Your task is to give the data again, exactly, with every line intact.

(Stored entries)
--- Start ---

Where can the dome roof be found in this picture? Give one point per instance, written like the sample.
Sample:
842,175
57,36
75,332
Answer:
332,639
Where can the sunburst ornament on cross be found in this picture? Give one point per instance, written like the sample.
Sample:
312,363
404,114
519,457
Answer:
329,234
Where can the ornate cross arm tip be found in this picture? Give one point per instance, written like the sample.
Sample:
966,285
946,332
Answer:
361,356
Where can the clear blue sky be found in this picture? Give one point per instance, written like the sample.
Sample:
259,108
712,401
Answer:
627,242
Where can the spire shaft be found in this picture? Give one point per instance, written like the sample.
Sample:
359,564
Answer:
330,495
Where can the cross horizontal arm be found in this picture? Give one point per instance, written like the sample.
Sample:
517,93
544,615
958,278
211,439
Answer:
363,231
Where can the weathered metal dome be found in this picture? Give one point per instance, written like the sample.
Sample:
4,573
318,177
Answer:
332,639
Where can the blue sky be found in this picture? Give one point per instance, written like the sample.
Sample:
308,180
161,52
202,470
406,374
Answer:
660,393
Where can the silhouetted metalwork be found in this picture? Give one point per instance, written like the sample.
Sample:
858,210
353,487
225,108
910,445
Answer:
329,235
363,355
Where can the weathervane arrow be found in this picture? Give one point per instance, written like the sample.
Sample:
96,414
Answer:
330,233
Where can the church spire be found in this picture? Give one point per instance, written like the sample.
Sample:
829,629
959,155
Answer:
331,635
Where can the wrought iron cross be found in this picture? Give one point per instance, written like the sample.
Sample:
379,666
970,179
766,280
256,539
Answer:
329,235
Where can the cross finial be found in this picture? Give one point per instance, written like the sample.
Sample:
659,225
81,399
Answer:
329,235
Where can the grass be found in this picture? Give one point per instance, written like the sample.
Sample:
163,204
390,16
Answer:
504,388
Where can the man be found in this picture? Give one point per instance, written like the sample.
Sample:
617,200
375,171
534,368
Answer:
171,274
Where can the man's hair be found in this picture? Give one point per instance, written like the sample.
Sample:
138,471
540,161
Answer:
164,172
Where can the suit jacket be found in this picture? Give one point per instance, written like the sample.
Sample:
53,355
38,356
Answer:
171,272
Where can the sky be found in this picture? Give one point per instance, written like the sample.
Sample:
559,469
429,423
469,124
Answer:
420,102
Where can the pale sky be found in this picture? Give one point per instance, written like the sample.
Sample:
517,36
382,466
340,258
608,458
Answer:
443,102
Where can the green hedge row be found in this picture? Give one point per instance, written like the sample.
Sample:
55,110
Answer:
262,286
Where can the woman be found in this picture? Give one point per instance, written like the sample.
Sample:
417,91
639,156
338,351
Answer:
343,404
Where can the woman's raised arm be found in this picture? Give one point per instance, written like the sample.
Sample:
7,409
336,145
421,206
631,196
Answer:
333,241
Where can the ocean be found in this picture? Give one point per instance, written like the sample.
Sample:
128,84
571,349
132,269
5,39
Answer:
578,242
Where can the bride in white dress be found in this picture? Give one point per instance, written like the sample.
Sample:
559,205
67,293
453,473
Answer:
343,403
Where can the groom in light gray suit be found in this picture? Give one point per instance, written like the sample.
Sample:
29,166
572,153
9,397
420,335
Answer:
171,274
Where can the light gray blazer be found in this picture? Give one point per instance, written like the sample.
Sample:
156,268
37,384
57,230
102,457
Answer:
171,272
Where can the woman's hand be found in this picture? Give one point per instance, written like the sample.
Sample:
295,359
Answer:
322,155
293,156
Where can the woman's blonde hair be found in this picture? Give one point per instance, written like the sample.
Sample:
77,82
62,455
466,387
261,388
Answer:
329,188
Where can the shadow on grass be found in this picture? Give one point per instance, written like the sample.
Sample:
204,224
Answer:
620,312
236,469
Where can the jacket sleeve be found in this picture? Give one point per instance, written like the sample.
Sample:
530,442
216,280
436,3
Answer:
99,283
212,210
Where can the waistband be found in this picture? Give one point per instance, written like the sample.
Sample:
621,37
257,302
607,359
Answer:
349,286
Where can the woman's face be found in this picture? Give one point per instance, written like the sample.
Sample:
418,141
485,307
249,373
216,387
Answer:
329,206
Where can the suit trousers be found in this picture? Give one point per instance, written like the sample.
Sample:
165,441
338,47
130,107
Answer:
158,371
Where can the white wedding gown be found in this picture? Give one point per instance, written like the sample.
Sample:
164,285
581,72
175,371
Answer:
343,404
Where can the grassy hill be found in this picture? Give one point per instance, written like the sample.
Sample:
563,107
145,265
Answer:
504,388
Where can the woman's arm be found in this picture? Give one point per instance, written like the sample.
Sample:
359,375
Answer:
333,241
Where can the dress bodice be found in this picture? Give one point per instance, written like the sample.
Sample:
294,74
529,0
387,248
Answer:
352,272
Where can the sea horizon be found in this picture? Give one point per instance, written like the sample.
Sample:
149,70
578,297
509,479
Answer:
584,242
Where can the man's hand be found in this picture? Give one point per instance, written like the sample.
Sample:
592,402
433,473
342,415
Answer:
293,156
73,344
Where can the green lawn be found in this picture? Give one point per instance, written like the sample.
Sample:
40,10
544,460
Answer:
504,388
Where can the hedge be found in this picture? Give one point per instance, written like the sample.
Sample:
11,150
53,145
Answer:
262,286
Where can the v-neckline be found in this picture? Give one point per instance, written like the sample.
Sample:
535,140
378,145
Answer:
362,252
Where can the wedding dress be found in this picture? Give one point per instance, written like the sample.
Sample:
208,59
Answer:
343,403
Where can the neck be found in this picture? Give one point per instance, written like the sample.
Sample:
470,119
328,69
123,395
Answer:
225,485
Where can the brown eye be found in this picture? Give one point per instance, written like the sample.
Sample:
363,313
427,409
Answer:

--- End ---

Result
Where can the dome roof be found in this picture? Give one point per instance, written like the sample.
Sample:
842,175
57,36
75,332
Answer:
332,639
Where can the sunburst ornament on cross be found in this picture? Give one point per instance, written like the sample.
Sample:
312,363
404,114
519,457
Answer:
329,234
Where can the ornate cross arm tip be found in this picture? Give one point per instance, written like the sample.
Sample:
966,285
946,332
Answer:
361,356
Where can the clear blue sky be found in this picture? Give one point per instance, written like the sample.
Sample:
259,108
712,401
Answer:
627,242
Where can the spire shaft be found in this picture? Give one point per instance, written like the sample.
Sample:
359,564
Answer:
330,495
Where can the cross horizontal arm be found in this picture? Give one point per instance, written like the sample.
Sample:
517,93
544,615
958,278
211,439
Answer:
363,231
Where can the weathered metal dome be found in this picture? Give one point per instance, written like the sample.
Sample:
4,573
318,177
Answer:
332,639
Where can the blue sky be found in this picture? Give one point per instance, written like the sample.
Sample:
308,180
161,52
202,470
406,374
Answer:
660,393
Where can the silhouetted metalwork be found in this picture? Give one point per instance, written like the sample.
Sample:
858,210
353,487
225,108
910,445
Answer:
329,235
363,355
Where can the weathervane arrow be found in this picture? Give one point per instance, written like the sample.
Sample:
96,414
Answer:
330,233
Where can the church spire be found in this picture? Give one point per instance, written like the sample.
Sample:
829,629
959,155
Answer:
331,635
Where can the wrought iron cross be found in this picture? Give one point per instance, written like the sample.
Sample:
379,666
970,179
766,280
256,539
Answer:
329,235
Where can the cross finial be found in this picture? Give one point per instance, written like the sample.
Sample:
659,225
81,399
Answer:
329,235
Where can the grass be found in this picture? Give one point per instance, written like the sample.
Sample:
163,204
390,16
Answer:
504,388
Where can the man be found in this picture? Give one point per instance, written like the sample.
Sample:
617,200
375,171
534,368
Answer:
171,274
Where can the man's hair be found in this picture? Give one point per instance, written like the sample.
Sample:
138,471
540,161
Answer:
164,172
Where can the suit jacket be found in this picture? Give one point per instance, written like the sample.
Sample:
53,355
38,356
Answer:
171,272
Where can the sky be found in this picture? Give one point per instance, written like the sample.
Sample:
559,469
429,423
469,124
Answer:
420,102
Where can the pale sky be found in this picture? Give one point per instance, written like the sample.
Sample:
517,36
382,466
340,258
608,458
Answer:
443,102
Where can the green hedge row be found in this picture? Give one point per instance, written like the sample.
Sample:
55,110
Answer:
262,286
Where can the woman be found in this picture? Give one point per instance, written like the sample.
Sample:
417,91
639,156
338,351
Answer:
343,404
Where can the woman's raised arm be found in this picture? Give one point per instance, written like the sample.
Sample:
7,409
336,145
421,206
631,196
Answer:
333,241
Where can the ocean be found in this picture? Give one point per instance, written like the sample.
Sample:
128,84
571,349
132,269
5,39
Answer:
578,242
Where can the bride in white dress be found in this picture? Give one point per instance, written like the sample.
Sample:
559,205
67,293
453,473
Answer:
343,403
Where can the groom in light gray suit be found in this picture? Give one point per instance, written like the sample.
Sample:
29,166
572,153
9,397
420,335
Answer:
171,274
Where can the light gray blazer be found in this picture? Give one point per instance, written like the sample.
Sample:
156,268
37,384
57,230
102,457
Answer:
171,272
Where can the woman's hand be found in this picture? Give one point per instance, written like the sample.
Sample:
295,359
Answer:
322,155
293,156
Where can the woman's blonde hair be found in this picture? Give one point per instance, written like the sample.
Sample:
77,82
62,455
466,387
261,388
Answer:
329,188
Where can the shadow on grass be found in this picture? Give one point per instance, written like the sample.
Sample:
204,224
Answer:
620,312
236,469
Where can the jacket sleeve be found in this picture? Give one point per instance, written like the sample.
Sample:
530,442
216,280
436,3
Answer:
99,283
212,210
Where can the waistband be found in this picture? Give one point per instance, written like the sample.
Sample:
621,37
257,302
607,359
Answer:
349,286
Where can the woman's face be found in this picture? Give one point per instance, written like the sample.
Sample:
418,141
485,307
249,373
216,387
Answer:
329,206
Where can the suit trousers be found in this picture? Give one point per instance, written like the sample.
Sample:
165,441
338,47
130,107
Answer:
158,371
Where can the white wedding gown be found in this picture? Give one point per instance, written like the sample.
Sample:
164,285
581,72
175,371
Answer:
343,404
Where can the grassy hill be found in this picture? Give one point per instance, written like the sample.
Sample:
563,107
145,265
Answer:
504,388
Where can the woman's arm be found in this picture? Give one point per instance, written like the sample.
Sample:
359,375
Answer:
333,241
Where can the dress bodice be found in this picture? Give one point per instance, written like the sample.
Sample:
294,74
529,0
387,248
Answer:
352,272
Where can the sea horizon be found in this picture? Give one point per instance, written like the sample.
Sample:
149,70
578,297
509,479
Answer:
584,242
Where can the man's hand be found in this picture? Give one point per instance, written like the sample.
Sample:
592,402
433,473
342,415
Answer:
293,156
73,344
Where can the green lawn be found in this picture? Give one point per instance, written like the sample.
Sample:
40,10
544,460
Answer:
504,388
Where can the hedge be found in this picture? Give one point per instance, written like the sample.
Sample:
11,150
53,145
Answer:
262,286
Where can the v-neckline be found in this picture? Give one point per instance, written like the sample.
Sample:
535,140
378,145
Answer:
362,252
Where can the wedding dress be found in this picture? Give one point per instance, written like the sample.
Sample:
208,59
Answer:
343,403
Where can the neck be found in this picture? Give one point per instance, written like the sample.
Sample:
470,119
328,69
123,395
Answer:
225,485
Where can the brown eye be found in this picture? Give one point per instance, written like the sample.
Sample:
363,313
427,409
Answer:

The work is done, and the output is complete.